Task brief —
Would you repeat all of the records underneath, exactly as written?

Excerpts from a dataset —
»»

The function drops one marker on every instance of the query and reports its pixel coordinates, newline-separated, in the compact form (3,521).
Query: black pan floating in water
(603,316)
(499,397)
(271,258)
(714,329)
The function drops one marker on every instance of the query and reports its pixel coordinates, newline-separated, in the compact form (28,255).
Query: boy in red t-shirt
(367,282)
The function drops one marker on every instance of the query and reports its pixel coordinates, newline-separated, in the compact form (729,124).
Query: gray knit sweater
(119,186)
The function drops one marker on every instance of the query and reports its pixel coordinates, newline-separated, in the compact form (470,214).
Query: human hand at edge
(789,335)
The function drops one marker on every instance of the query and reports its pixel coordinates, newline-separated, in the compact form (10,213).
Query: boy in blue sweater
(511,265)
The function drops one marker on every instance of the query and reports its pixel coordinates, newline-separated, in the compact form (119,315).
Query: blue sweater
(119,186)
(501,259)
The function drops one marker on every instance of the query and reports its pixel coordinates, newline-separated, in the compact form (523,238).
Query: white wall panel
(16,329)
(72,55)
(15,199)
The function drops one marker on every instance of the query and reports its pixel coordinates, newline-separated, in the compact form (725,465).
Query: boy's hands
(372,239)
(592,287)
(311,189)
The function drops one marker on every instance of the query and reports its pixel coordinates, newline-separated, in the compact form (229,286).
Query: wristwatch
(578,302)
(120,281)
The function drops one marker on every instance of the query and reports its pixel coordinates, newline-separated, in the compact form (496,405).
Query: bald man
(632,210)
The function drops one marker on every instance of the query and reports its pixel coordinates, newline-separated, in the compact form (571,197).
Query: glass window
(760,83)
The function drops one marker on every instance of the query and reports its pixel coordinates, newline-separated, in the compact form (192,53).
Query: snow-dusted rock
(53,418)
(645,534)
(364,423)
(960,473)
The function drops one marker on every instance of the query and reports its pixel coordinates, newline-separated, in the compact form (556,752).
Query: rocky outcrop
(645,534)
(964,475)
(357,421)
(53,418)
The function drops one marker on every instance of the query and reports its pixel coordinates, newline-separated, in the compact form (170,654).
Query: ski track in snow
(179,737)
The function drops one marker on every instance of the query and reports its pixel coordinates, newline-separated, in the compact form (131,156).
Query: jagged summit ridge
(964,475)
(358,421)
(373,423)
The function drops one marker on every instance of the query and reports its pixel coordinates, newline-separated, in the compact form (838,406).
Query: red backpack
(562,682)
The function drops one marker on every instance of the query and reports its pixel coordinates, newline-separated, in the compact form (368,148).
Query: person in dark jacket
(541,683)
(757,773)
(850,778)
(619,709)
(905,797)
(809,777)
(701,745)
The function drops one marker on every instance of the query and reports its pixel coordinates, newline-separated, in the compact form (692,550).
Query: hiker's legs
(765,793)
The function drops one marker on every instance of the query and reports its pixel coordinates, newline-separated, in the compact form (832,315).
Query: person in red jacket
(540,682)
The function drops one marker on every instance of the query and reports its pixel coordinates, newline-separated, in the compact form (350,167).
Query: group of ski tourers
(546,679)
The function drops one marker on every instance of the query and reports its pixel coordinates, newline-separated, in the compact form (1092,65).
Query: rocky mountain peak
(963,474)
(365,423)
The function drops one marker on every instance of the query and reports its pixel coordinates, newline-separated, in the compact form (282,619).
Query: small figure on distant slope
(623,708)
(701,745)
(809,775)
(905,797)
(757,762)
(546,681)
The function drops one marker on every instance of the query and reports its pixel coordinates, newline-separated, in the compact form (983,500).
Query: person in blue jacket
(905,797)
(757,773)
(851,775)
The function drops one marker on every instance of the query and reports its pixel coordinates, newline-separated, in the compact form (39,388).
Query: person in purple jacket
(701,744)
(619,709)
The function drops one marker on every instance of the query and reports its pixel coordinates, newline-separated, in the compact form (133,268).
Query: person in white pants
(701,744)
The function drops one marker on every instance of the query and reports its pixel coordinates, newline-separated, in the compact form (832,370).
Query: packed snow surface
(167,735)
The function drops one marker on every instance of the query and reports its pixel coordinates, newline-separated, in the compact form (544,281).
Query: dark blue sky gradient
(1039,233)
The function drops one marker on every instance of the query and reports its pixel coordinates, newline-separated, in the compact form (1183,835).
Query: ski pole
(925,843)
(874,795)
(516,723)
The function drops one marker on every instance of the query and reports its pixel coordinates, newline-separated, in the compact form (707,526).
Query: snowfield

««

Output of the exercise —
The function drops one marker on every instance of the query and reports its pixel coordinates, newline-separated, in the compact form (3,521).
Query: black pan floating in water
(603,316)
(499,397)
(271,258)
(714,329)
The function drops one marker on every instance of the query and reports its pixel coordinates, newline-separated, in the compact form (28,255).
Query: boy in red t-shirt
(367,282)
The function drops one marker on every instance of the query and reports its pixel coordinates, newline-separated, in the compact form (729,124).
Query: gray knit sweater
(119,186)
The function drops one marker on every instance of the query and reports its pixel coordinates, newline-separated, in the compact form (470,214).
Query: human hand at edge
(789,335)
The function drops one marker on every instance of the query and reports its pixel coordinates, newline-separated, in the compact form (10,213).
Query: boy in blue sweater
(511,265)
The function drops one marker on every instance of the query and reports its pixel coordinates, newline-separated, in the compact form (119,315).
Query: blue sweater
(119,186)
(501,259)
The function drops one marker on every instance of the query and reports its pixel coordinates, newline-separated, in the compact form (523,238).
Query: white wall panel
(16,329)
(72,55)
(15,199)
The function drops one marker on every instance of the query and reports its pixel coordinates, newline-separated, in the compact form (725,465).
Query: boy's hands
(372,239)
(592,287)
(311,189)
The function drops one marker on every instance of the query and reports its pixel coordinates, newline-separated, in the compact form (229,286).
Query: wristwatch
(578,302)
(120,281)
The function drops one marker on every instance of the query and reports its pixel coordinates, newline-separated, in the compact form (496,405).
Query: bald man
(632,210)
The function drops one marker on every instance of the query and reports its pixel coordinates, newline-separated, in the compact form (571,197).
Query: glass window
(760,83)
The function drops one marker on every instance of the query and reports its pixel coordinates, newline-separated, in the compact form (192,53).
Query: snow-dusted rock
(53,418)
(645,534)
(364,423)
(960,473)
The function drops one marker on every instance of the query and reports its pixel coordinates, newline-separated, in the compact form (556,752).
Query: rocky outcrop
(645,534)
(964,475)
(357,421)
(53,418)
The function drops one marker on every instance of the query and reports its pixel coordinates, newline-separated, in the compact form (170,654).
Query: ski track in snow
(179,737)
The function drops one marker on every instance of the query and reports its pixel coordinates, newline-separated, in the compact form (131,156).
Query: jagged summit ridge
(964,475)
(358,421)
(373,423)
The function drops one marker on every instance of the query and reports its pixel coordinates, newline-separated, in the compact form (838,406).
Query: red backpack
(562,682)
The function drops one marker on every instance of the query and reports its pixel coordinates, newline-separated, in the compact form (368,148).
Query: person in dark jacket
(541,683)
(757,773)
(850,778)
(619,709)
(905,797)
(809,777)
(701,745)
The function drops one marker on every instance of the query and reports its pixel coordinates, newline-separated, in the compact form (692,550).
Query: hiker's legs
(765,793)
The function drops one marker on every instance of the query and reports its pixel coordinates, newline-separated, in the compact form (832,315).
Query: person in red jacket
(540,682)
The function drops one marker on every instance of the query and reports its pixel coordinates, newline-separated, in the compact form (350,167).
Query: group of ski tourers
(546,679)
The function drops one marker on every instance of the query and reports its pixel coordinates, newline-separated, in the compact form (1092,65).
Query: rocky mountain peak
(963,474)
(365,423)
The function drops one marker on every instance of the query and reports its pixel coordinates, newline-separated, in the compact form (282,619).
Query: small figure on distant slope
(623,708)
(701,745)
(809,775)
(905,797)
(757,762)
(546,681)
The function drops one marker on every instance of the query and reports its pixel coordinates, newline-separated, in the compact form (983,500).
Query: person in blue jacket
(905,797)
(757,773)
(851,775)
The function drops one marker on every instance of the query and reports its pixel coordinates, newline-separated, in the compact form (39,388).
Query: person in purple jacket
(701,744)
(619,709)
The function drops one marker on every instance of the query and reports its pixel coordinates, newline-separated, in the compact form (133,268).
Query: person in white pants
(701,744)
The function drops one marker on every instance of the query and reports its pixel coordinates, newline-separated, in the compact form (832,370).
Query: packed snow surface
(167,735)
The function drops one marker on every instance of the query and reports its pixel coordinates, newline-separated, in the compact form (544,281).
Query: dark blue sky gradient
(1039,233)
The function drops one marker on every instance of the query and reports its pixel coordinates, newline-separated, in the compact form (1183,835).
Query: ski pole
(925,843)
(874,795)
(516,723)
The function drops one marker on every instance of the query and reports its pixel coordinates, newline-separated, in the compact form (707,526).
Query: snowfield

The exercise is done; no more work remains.